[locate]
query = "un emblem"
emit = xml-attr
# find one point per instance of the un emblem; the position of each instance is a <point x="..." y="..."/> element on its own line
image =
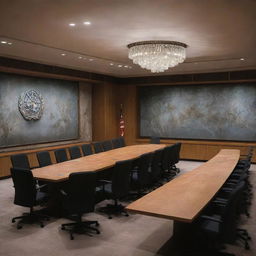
<point x="31" y="105"/>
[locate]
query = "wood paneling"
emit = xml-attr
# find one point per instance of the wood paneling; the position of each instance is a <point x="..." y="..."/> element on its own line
<point x="104" y="109"/>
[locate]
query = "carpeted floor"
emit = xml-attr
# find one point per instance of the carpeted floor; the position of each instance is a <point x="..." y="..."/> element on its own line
<point x="136" y="235"/>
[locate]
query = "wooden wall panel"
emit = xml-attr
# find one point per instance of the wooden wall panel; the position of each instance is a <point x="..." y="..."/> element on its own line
<point x="104" y="109"/>
<point x="127" y="96"/>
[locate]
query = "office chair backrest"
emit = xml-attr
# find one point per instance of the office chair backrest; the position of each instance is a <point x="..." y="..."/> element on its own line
<point x="87" y="149"/>
<point x="43" y="158"/>
<point x="97" y="147"/>
<point x="107" y="145"/>
<point x="25" y="187"/>
<point x="143" y="164"/>
<point x="229" y="216"/>
<point x="121" y="141"/>
<point x="74" y="152"/>
<point x="121" y="178"/>
<point x="172" y="154"/>
<point x="81" y="192"/>
<point x="20" y="161"/>
<point x="116" y="143"/>
<point x="177" y="152"/>
<point x="166" y="158"/>
<point x="154" y="140"/>
<point x="156" y="165"/>
<point x="61" y="155"/>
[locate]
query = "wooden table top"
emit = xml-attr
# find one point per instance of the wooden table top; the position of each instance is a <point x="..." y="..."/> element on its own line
<point x="60" y="172"/>
<point x="183" y="198"/>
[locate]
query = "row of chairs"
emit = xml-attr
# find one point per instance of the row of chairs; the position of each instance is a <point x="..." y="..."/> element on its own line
<point x="83" y="190"/>
<point x="44" y="158"/>
<point x="219" y="222"/>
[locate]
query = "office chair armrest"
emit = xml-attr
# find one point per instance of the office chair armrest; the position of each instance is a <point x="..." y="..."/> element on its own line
<point x="226" y="189"/>
<point x="105" y="181"/>
<point x="221" y="201"/>
<point x="63" y="192"/>
<point x="38" y="187"/>
<point x="206" y="217"/>
<point x="35" y="167"/>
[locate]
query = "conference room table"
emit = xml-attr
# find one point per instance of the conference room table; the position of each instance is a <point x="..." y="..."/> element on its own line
<point x="183" y="198"/>
<point x="96" y="162"/>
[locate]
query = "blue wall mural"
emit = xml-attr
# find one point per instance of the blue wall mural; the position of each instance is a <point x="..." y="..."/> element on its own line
<point x="215" y="112"/>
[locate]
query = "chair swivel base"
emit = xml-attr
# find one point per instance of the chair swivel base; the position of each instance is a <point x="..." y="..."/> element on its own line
<point x="30" y="218"/>
<point x="113" y="209"/>
<point x="83" y="227"/>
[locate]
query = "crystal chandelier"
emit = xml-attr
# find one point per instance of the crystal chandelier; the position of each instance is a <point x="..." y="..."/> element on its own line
<point x="157" y="56"/>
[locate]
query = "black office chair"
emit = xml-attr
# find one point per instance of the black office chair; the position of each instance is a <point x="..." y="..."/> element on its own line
<point x="218" y="226"/>
<point x="44" y="158"/>
<point x="140" y="178"/>
<point x="154" y="140"/>
<point x="117" y="188"/>
<point x="176" y="157"/>
<point x="155" y="168"/>
<point x="79" y="198"/>
<point x="74" y="152"/>
<point x="61" y="155"/>
<point x="107" y="145"/>
<point x="116" y="143"/>
<point x="166" y="163"/>
<point x="87" y="149"/>
<point x="172" y="156"/>
<point x="27" y="194"/>
<point x="121" y="141"/>
<point x="20" y="161"/>
<point x="97" y="147"/>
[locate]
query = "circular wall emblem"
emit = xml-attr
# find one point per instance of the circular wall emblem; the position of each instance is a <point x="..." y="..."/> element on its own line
<point x="31" y="105"/>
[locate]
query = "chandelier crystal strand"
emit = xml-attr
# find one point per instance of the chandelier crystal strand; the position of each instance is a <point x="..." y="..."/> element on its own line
<point x="157" y="56"/>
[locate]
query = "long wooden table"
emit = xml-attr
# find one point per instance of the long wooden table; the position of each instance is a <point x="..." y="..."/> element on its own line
<point x="96" y="162"/>
<point x="183" y="198"/>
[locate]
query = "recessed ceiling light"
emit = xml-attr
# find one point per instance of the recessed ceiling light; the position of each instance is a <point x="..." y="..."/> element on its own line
<point x="87" y="23"/>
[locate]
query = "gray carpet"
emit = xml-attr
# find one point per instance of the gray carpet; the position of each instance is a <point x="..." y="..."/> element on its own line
<point x="136" y="235"/>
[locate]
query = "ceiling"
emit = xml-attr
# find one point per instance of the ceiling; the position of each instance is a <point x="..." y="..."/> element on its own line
<point x="218" y="33"/>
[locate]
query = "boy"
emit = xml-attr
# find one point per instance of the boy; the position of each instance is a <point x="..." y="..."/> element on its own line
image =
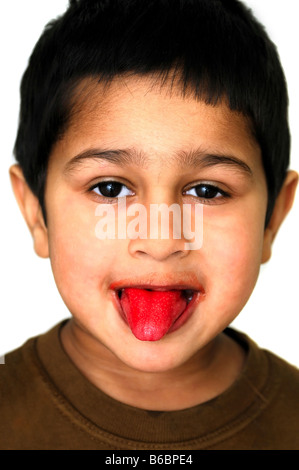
<point x="181" y="103"/>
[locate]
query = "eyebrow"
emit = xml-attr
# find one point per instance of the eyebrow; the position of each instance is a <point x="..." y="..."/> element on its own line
<point x="123" y="157"/>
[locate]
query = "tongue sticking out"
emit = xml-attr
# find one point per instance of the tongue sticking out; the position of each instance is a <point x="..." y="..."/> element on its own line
<point x="151" y="314"/>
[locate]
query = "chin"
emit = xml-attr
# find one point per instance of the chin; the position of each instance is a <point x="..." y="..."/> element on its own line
<point x="153" y="356"/>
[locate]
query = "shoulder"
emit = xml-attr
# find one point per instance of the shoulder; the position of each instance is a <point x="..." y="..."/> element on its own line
<point x="285" y="378"/>
<point x="271" y="386"/>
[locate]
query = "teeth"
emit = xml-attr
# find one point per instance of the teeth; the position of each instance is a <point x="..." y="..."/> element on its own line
<point x="119" y="293"/>
<point x="188" y="294"/>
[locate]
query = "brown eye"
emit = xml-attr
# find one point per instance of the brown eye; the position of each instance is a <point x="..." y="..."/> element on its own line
<point x="111" y="189"/>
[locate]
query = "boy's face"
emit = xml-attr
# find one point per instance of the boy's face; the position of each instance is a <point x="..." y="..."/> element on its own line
<point x="173" y="149"/>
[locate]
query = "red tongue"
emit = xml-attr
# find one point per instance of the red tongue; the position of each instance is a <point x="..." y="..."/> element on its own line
<point x="151" y="314"/>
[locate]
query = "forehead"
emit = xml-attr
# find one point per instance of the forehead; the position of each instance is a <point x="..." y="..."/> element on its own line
<point x="155" y="118"/>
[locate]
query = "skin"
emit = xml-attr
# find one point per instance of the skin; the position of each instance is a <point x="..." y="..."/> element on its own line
<point x="197" y="361"/>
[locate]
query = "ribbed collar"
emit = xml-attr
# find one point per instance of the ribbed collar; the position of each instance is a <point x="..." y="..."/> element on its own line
<point x="206" y="422"/>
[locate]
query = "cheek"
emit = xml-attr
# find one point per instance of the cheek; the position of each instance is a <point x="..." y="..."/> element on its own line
<point x="232" y="249"/>
<point x="80" y="261"/>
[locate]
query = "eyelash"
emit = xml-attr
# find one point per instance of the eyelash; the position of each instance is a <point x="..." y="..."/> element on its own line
<point x="218" y="193"/>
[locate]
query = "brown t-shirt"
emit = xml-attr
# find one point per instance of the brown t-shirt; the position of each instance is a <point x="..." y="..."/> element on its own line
<point x="46" y="403"/>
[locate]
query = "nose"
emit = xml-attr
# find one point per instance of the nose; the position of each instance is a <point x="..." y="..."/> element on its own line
<point x="162" y="237"/>
<point x="159" y="250"/>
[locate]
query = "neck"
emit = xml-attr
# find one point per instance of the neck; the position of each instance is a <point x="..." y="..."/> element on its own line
<point x="206" y="375"/>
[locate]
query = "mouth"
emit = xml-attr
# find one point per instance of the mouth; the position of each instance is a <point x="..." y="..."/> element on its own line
<point x="151" y="312"/>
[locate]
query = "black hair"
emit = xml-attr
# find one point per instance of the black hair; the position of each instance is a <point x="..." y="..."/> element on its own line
<point x="216" y="47"/>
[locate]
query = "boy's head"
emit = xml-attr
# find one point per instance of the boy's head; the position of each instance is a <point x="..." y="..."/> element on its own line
<point x="161" y="102"/>
<point x="213" y="49"/>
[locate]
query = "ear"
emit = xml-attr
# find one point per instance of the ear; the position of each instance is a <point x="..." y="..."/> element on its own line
<point x="282" y="206"/>
<point x="31" y="211"/>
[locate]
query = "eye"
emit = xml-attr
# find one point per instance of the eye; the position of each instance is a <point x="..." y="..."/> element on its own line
<point x="111" y="189"/>
<point x="206" y="191"/>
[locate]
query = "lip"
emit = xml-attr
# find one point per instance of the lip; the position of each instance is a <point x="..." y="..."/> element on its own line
<point x="198" y="296"/>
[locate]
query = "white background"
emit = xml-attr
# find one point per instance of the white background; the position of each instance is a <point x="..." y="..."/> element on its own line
<point x="30" y="303"/>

#####

> Assignment: Only the lines from the one containing "# find one point per instance of the white" through the last line of the material belong in your answer; output them exactly.

> Exercise response:
# find one point per instance of the white background; the position of each instance is a <point x="..." y="..."/> element on its own line
<point x="30" y="303"/>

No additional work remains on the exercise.